### Aim
Write out all of the following data verbatim, leaving out the pictures.

———

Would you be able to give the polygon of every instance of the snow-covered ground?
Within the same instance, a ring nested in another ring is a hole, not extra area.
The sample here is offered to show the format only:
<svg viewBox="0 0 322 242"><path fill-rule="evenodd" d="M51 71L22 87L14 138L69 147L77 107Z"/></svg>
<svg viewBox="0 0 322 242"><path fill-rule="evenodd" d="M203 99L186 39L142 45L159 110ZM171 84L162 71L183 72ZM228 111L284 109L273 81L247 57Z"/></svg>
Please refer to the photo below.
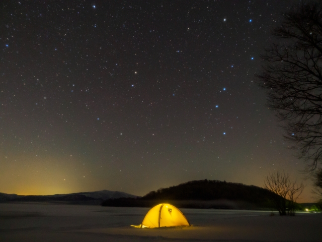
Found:
<svg viewBox="0 0 322 242"><path fill-rule="evenodd" d="M322 241L322 214L181 209L193 226L139 229L148 208L0 204L0 241Z"/></svg>

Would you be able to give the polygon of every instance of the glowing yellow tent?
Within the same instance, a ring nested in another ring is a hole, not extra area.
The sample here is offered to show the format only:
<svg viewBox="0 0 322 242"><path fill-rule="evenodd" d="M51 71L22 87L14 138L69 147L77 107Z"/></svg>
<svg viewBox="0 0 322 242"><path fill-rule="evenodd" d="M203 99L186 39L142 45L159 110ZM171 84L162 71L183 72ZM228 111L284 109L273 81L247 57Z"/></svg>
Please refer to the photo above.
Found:
<svg viewBox="0 0 322 242"><path fill-rule="evenodd" d="M147 212L140 228L159 228L175 226L190 226L185 215L174 206L162 203Z"/></svg>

———

### Exercise response
Would you be able to give the polygon of every instance of the snow-covered ground?
Within the same instance, a ring nested in another ring is a hole, not extra area.
The sample here is offered to show the format only:
<svg viewBox="0 0 322 242"><path fill-rule="evenodd" d="M51 71L22 87L14 138L69 147L77 107Z"/></svg>
<svg viewBox="0 0 322 242"><path fill-rule="evenodd" d="M203 99L186 39L142 45L159 110ZM171 84L162 71L183 72ZM228 111L284 109L273 81L247 57Z"/></svg>
Please refer to the photo below.
Found:
<svg viewBox="0 0 322 242"><path fill-rule="evenodd" d="M322 241L322 214L181 209L193 226L139 229L148 208L0 204L0 241Z"/></svg>

Would you be able to give the polygon of every instance of the glowing yellow tent?
Within the same instance, a ring nested in another ring is a hole, not extra area.
The sample here is offered to show the format only:
<svg viewBox="0 0 322 242"><path fill-rule="evenodd" d="M51 71L22 87L14 138L69 147L77 107Z"/></svg>
<svg viewBox="0 0 322 242"><path fill-rule="evenodd" d="M203 99L186 39L142 45L159 110ZM171 84L162 71L183 72ZM228 111L284 109L273 81L247 57Z"/></svg>
Please refer to the photo above.
Found:
<svg viewBox="0 0 322 242"><path fill-rule="evenodd" d="M147 212L140 228L159 228L175 226L190 226L185 215L174 206L162 203Z"/></svg>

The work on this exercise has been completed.